* **Aim of the exercise**:
Copy each of the records below word for word, keeping every line in its original order.

(begin)

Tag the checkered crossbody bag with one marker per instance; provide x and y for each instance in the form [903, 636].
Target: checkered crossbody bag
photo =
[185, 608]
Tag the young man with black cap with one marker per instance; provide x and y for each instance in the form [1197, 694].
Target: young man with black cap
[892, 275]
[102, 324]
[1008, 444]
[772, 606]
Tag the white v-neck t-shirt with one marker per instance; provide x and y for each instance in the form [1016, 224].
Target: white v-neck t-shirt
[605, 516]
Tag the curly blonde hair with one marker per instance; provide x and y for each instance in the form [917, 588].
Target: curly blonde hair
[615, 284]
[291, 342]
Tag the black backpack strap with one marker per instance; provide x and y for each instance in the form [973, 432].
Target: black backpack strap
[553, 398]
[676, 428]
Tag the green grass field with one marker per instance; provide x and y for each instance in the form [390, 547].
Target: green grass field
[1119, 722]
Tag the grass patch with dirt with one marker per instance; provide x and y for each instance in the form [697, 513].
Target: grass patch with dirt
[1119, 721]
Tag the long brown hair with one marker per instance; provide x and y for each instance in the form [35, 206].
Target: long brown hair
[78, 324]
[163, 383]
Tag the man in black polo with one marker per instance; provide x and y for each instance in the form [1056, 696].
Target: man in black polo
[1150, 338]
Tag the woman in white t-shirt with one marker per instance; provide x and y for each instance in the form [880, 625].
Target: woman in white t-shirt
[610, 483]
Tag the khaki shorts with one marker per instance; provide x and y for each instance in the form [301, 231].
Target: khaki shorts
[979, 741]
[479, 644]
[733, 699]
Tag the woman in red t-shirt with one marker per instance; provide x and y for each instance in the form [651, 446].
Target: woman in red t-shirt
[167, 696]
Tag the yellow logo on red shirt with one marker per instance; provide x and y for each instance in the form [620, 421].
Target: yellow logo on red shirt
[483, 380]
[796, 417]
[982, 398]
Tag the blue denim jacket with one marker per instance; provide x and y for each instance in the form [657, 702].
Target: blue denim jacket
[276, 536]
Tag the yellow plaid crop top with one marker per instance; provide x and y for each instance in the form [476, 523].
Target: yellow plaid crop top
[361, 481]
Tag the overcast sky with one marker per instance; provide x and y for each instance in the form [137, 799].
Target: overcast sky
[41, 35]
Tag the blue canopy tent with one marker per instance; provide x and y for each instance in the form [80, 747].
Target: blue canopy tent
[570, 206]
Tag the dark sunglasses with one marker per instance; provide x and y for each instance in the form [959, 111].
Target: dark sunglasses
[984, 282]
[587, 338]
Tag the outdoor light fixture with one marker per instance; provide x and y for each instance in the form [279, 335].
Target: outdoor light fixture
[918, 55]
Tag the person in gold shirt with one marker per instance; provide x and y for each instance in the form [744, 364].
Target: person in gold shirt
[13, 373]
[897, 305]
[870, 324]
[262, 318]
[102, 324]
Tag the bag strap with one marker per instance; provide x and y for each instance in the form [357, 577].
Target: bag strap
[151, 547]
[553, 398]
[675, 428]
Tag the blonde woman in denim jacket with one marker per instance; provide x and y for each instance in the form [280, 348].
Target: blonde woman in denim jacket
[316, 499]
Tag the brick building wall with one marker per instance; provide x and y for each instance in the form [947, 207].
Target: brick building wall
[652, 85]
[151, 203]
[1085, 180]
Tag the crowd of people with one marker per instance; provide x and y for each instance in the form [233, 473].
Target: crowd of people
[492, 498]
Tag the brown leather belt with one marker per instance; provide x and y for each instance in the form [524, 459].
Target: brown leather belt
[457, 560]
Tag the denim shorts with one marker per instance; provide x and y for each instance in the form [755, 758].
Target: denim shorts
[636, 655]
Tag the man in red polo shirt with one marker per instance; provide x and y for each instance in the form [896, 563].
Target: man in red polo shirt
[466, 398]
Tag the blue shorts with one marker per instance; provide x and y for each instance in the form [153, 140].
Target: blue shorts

(end)

* **Response below**:
Tag the checkered crossbody bag with one marker per instance; provide x and y for each instance in the form [903, 636].
Target: checkered crossbody bag
photo =
[185, 608]
Tag the young man with black cap with one marker per instance; provide x and y for each instance in the form [1197, 694].
Target: young man with black cap
[892, 275]
[102, 324]
[1008, 444]
[772, 606]
Tag the white v-neck t-shirt with one marker per instance; provide x and y for each instance in the form [1016, 224].
Target: white v-neck t-shirt
[605, 516]
Tag the curly blonde hair with one marker per instance; provide x and y for each instance in the form [917, 588].
Target: curly blonde hair
[615, 284]
[291, 342]
Tag the black backpack strap with one marker per instance; provide x and y for each instance in the form [973, 432].
Target: black backpack strap
[553, 398]
[676, 428]
Tag the green grass field with one marker per instance; provide x and y for each instance in the form [390, 547].
Target: green grass field
[1119, 722]
Tag the grass patch with dirt with one marker per instance; provide x and y for each instance in the form [697, 513].
Target: grass patch with dirt
[1119, 721]
Tag the long brown hair with one marker per instance; provide x and y for each instance in the form [35, 206].
Target: long brown hair
[78, 324]
[163, 383]
Tag the man in black polo with one marker per instance; provide x and y for each instance in the form [1056, 696].
Target: man in black polo
[1150, 338]
Tag the woman in white t-shirt with one marker per instance; provide x and y for each instance in the form [880, 625].
Target: woman in white t-shirt
[610, 483]
Tag the khaki shorts with one marker per instance; provide x and y for each instance in the form [301, 231].
Target: khaki shorts
[979, 741]
[479, 644]
[733, 699]
Tag the woman in red t-shirt with one marker per instance; provide x and y for each instance in the form [651, 446].
Target: woman in red t-shirt
[167, 696]
Tag the yellow logo on red shirt with one marker per instance; provide x and y for each instance in the form [620, 421].
Target: yellow logo on red shirt
[483, 380]
[796, 417]
[982, 398]
Tag the blue denim jacket with one marker per instance; provide x and y for each instance in the form [657, 702].
Target: blue denim jacket
[276, 536]
Tag the yellow plaid crop top with one marker per instance; provide x and y for each instance in the form [476, 523].
Target: yellow plaid crop top
[361, 481]
Tag the overcast sky with one marker per instance; provide x and y for each instance in the form [137, 799].
Target: overcast sky
[41, 35]
Tag the blue canopy tent with one marker per instance; provide x and y for each instance in the form [80, 747].
Target: blue canopy tent
[570, 206]
Tag the dark sunglasses with one marker per instance; provide x and y for each instance in the form [959, 111].
Target: dark sunglasses
[984, 282]
[587, 338]
Tag the outdoor light fixture with one marker per instance; provide x and y for each instance in the form [279, 335].
Target: outdoor light fixture
[918, 55]
Tag the person in gold shirt with one marker per instance; provide x and y for each instance in the form [744, 364].
Target: person in gold shirt
[13, 373]
[897, 305]
[870, 324]
[262, 318]
[102, 324]
Tag the bag strap with one marker per instance; provide x and y for each instance in the form [357, 577].
Target: bag strap
[151, 547]
[553, 398]
[675, 428]
Tag the blonde woman in denim jacket with one marker per instance; provide x and y for each instance in the form [280, 348].
Target: blonde woman in denim jacket
[316, 499]
Tag the brick building wall with one marker per instance; provide x and y for each instance in the form [947, 207].
Target: brick building wall
[652, 85]
[151, 203]
[1085, 180]
Tag the crowd of people with one marker per instance; provide x and y for each instance in the form [233, 473].
Target: crowd of people
[492, 498]
Tag the brown leather belt with one marker per instance; provide x and y for each instance in the form [524, 459].
Target: brown leather belt
[457, 560]
Tag the denim shorts with one marker per instance; provide x and y for each instance in the form [755, 758].
Target: denim shorts
[636, 655]
Tag the man in red polo shirt with one marker per instance; provide x and y for each instance in the form [896, 563].
Target: man in red polo shirt
[466, 398]
Tag the blue shorts with one marker per instance; provide x and y for each instance in the form [153, 140].
Target: blue shorts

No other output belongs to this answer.